What the task requires :: Retype every entry in its entirety, without alteration.

Data for this exercise ::
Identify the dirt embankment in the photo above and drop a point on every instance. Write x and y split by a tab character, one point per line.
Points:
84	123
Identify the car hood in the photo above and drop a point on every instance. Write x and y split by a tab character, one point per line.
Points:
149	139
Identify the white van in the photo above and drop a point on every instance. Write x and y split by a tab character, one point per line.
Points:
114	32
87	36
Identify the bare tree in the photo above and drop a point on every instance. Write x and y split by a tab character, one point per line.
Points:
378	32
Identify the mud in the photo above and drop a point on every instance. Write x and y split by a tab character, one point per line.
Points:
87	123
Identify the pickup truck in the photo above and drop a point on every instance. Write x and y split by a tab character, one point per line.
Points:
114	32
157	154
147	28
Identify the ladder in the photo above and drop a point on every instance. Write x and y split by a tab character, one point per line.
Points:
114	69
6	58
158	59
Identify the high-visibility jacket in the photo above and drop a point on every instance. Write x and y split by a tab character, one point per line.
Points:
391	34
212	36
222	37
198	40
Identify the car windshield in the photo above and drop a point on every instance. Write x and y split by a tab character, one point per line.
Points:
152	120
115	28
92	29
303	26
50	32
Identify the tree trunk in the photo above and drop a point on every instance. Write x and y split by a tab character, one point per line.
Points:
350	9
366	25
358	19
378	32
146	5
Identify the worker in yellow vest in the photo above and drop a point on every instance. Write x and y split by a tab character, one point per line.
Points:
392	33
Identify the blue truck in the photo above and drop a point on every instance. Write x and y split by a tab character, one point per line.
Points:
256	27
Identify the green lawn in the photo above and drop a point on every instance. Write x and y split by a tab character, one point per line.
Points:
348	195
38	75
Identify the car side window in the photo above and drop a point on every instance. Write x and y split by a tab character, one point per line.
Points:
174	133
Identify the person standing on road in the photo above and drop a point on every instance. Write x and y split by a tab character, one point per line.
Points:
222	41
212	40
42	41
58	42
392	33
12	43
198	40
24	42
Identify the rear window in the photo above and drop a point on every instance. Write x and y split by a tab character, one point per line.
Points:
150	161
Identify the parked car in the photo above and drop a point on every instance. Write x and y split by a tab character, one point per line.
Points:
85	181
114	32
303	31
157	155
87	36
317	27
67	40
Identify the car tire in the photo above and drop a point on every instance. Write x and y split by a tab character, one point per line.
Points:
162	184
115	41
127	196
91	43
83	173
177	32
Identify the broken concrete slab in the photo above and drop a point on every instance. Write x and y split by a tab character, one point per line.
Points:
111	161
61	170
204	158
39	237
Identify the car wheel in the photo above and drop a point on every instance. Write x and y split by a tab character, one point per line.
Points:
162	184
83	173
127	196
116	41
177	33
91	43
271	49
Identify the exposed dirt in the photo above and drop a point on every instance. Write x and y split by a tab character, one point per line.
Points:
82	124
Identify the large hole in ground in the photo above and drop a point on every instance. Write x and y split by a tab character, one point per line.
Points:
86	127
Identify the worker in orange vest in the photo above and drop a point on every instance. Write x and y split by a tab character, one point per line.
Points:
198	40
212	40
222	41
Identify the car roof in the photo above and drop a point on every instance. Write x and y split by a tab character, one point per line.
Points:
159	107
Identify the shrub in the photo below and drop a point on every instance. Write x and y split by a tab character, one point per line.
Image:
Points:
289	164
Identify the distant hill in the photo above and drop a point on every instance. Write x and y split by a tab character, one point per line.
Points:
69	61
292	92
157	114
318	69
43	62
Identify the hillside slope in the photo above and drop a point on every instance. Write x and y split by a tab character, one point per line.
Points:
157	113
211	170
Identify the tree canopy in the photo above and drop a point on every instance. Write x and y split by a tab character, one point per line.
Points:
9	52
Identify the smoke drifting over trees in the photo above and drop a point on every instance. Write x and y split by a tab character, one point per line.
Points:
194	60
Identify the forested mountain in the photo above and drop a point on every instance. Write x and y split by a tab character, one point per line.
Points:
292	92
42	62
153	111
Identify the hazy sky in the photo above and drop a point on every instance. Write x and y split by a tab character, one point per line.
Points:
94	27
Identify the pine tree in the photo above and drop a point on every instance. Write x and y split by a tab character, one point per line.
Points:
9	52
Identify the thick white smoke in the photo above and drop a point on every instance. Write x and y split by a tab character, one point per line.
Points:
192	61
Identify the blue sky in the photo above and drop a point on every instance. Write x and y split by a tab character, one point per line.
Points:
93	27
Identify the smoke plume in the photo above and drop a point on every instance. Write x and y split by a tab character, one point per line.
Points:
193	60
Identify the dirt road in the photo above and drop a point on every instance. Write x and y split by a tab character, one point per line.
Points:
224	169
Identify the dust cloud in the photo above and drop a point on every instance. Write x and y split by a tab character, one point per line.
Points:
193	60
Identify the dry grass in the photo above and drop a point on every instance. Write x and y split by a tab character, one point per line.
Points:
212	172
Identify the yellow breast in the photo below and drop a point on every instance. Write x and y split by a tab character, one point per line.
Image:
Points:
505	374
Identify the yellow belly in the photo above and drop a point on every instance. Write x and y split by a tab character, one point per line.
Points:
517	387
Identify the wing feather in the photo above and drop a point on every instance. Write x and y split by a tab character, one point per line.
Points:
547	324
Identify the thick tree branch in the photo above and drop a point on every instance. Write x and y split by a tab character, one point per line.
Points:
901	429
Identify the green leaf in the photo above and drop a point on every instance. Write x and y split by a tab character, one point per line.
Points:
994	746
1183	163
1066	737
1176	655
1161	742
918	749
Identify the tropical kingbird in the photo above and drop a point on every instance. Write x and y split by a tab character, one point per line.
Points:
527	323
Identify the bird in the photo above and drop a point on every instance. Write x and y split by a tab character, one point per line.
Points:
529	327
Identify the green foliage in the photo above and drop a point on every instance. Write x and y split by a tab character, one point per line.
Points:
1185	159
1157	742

Full answer ::
Identify the dirt embankment in the photo above and drop a point on every instance. Write x and y split by a tab character, one point per line.
Points:
84	123
Identify the car hood in the photo above and drop a point on every instance. Write x and y split by a tab character, one point per line.
Points:
149	139
Identify the white van in the photo above and drop a point on every instance. Write x and y split by a tab character, one point per line.
Points:
114	32
87	36
Identify the bare tree in the photo above and drop a point on every instance. Write x and y split by a tab character, one point per line.
Points:
378	32
Identify the mud in the photo above and drop a point on every instance. Write x and y split by a tab character, one point per line.
Points:
87	123
Identify the pickup truck in the photo above and drop a point on every instance. Write x and y split by a tab character, one point per line.
Points:
114	32
157	154
147	28
Identify the ladder in the photo above and drop a point on every instance. Write x and y split by a tab character, one point per line.
Points:
114	69
6	58
158	59
Identify the high-visibility jacket in the photo above and drop a point on every instance. Write x and y split by a tab character, one point per line.
Points:
391	34
212	36
222	37
198	40
Identify the car windshield in the photo above and drop a point on every instance. Write x and y split by a tab character, one point per line.
Points:
152	120
115	28
92	29
303	26
50	32
Identify the tree trunk in the photo above and drop a point on every instance. Write x and y split by a tab character, one point per line.
Points:
350	9
366	25
358	19
378	32
146	5
Identify the worker in yellow vest in the photo above and drop a point on every instance. Write x and y split by a tab character, one point per line.
Points:
392	33
Identify the blue truck in the photo above and drop a point on every instance. Write x and y split by a tab character, one point per line.
Points:
256	27
Identify the green lawn in the photo above and drop a point on every instance. Write x and y split by a tab character, one point per line.
Points:
348	195
38	75
Identify the car side window in the photo above and drop a point on every instance. Write x and y split by a tab character, one point per line.
Points:
174	133
Identify the person standing on road in the photo above and drop a point on every instance. Write x and y split by a tab character, one point per line.
Points:
222	41
212	40
42	41
58	42
392	33
12	43
198	40
24	42
Identify the rear window in the photo above and drop a point on every instance. Write x and y split by a tab character, one point per line.
Points:
150	161
Identify the parked car in the photo above and drop a point on every instance. Write x and y split by a tab character, one point per line.
Points:
85	181
114	32
303	31
157	155
87	36
317	27
67	40
Identify the car tire in the photo above and drop a point on every instance. Write x and y split by a tab character, one point per line.
Points:
162	184
115	41
127	196
91	43
83	173
177	32
Identify the broken concrete slab in the photo above and drop a point on every instance. Write x and y split by a tab character, one point per line.
Points:
111	161
61	170
204	158
39	237
Identify the car wheel in the photo above and drop a point on every instance. Write x and y split by a tab character, one point per line.
Points:
162	184
83	173
127	196
116	41
177	33
91	43
271	49
Identify the exposed dirt in the photo above and drop a point on every instance. Write x and y split by a tab character, one point per line.
Points:
82	124
Identify the large hole in ground in the photo above and drop a point on every instance. Write x and y split by a tab character, one point per line.
Points:
86	127
Identify the worker in orange vest in the photo above and drop a point on every instance. Write x and y split by a tab character, one point per line.
Points:
198	40
212	40
222	41
Identify the car roof in the photo above and drop a point on every instance. Write x and y split by a tab character, one point per line.
Points:
159	107
Identify the shrub in the photo below and drop a point on every instance. Write x and y split by a tab character, one point per line.
Image:
Points:
289	164
Identify the distant hill in the photo above and drop a point on every instance. Write x and y split by a tab character, one point per line.
Points:
69	61
292	92
157	114
318	69
43	62
Identify the hillside slope in the photo above and drop a point on every instance. Write x and y split by a tab character, one point per line.
Points:
157	113
211	170
Identify the tree canopy in the photo above and drop a point on every instance. Write x and y split by a tab character, one point per line.
Points:
9	52
Identify the smoke drifting over trees in the photo above and drop a point on every instance. Write x and y split by a tab character, one point per line.
Points:
194	60
Identify the forested mountain in the photo above and drop a point on every instance. Write x and y split by a tab character, one point per line.
Points:
292	92
42	62
153	111
Identify the hazy sky in the photo above and drop a point on every instance. Write x and y split by a tab character, one point per line.
Points:
94	27
Identify the pine tree in the photo above and drop a point on every instance. Write x and y split by a tab character, one point per line.
Points:
9	52
Identify the thick white smoke in the photo above and drop a point on every instance. Write x and y split by a tab character, one point per line.
Points:
192	61
Identify the blue sky in the photo above and drop a point on every instance. Write x and y split by a tab character, one point per line.
Points:
93	27
Identify the smoke plume in the photo above and drop a point on every instance. Write x and y split by a tab character, one point per line.
Points:
193	60
Identify the dirt road in the photo above and drop a point on every instance. Write x and y split by a tab character, one point per line.
Points:
224	169
Identify the dust cloud in the photo above and drop a point on every instance. Write x and y split by a tab character, one point per line.
Points:
193	60
Identify the dry grass in the photo above and drop a point on every instance. Write x and y split by a tab character, one point per line.
Points:
212	172
Identify the yellow breast in the photo below and drop a point on every instance. Write x and y split by a tab character, one point per line.
Image:
Points:
505	374
Identify the yellow belly in the photo above and drop a point on every instance. Write x and y split by a tab character, one point per line.
Points:
517	387
Identify the wing feather in the photo above and drop a point on every instance. Write x and y split by a tab character, one point per line.
Points:
547	324
Identify the thick tree branch in the photo above and drop a point on every instance. Write x and y split by a tab character, one point per line.
Points:
901	429
Identify the green leaf in the photo above and drop a point on every instance. Write x and y split by a tab character, one point per line.
Points:
994	746
1183	163
1066	737
1176	655
1161	742
918	749
Identify the tropical kingbird in the photo above and drop a point on every instance. Write x and y split by a tab character, one point per line.
Points:
527	323
Identify the bird in the photo above and drop a point on every instance. Write x and y split by a tab character, one point per line.
Points:
529	327
Identify the green foliage in the photo above and drop a point on every instance. Write x and y split by a tab character, one point per line.
Points:
1185	159
1157	742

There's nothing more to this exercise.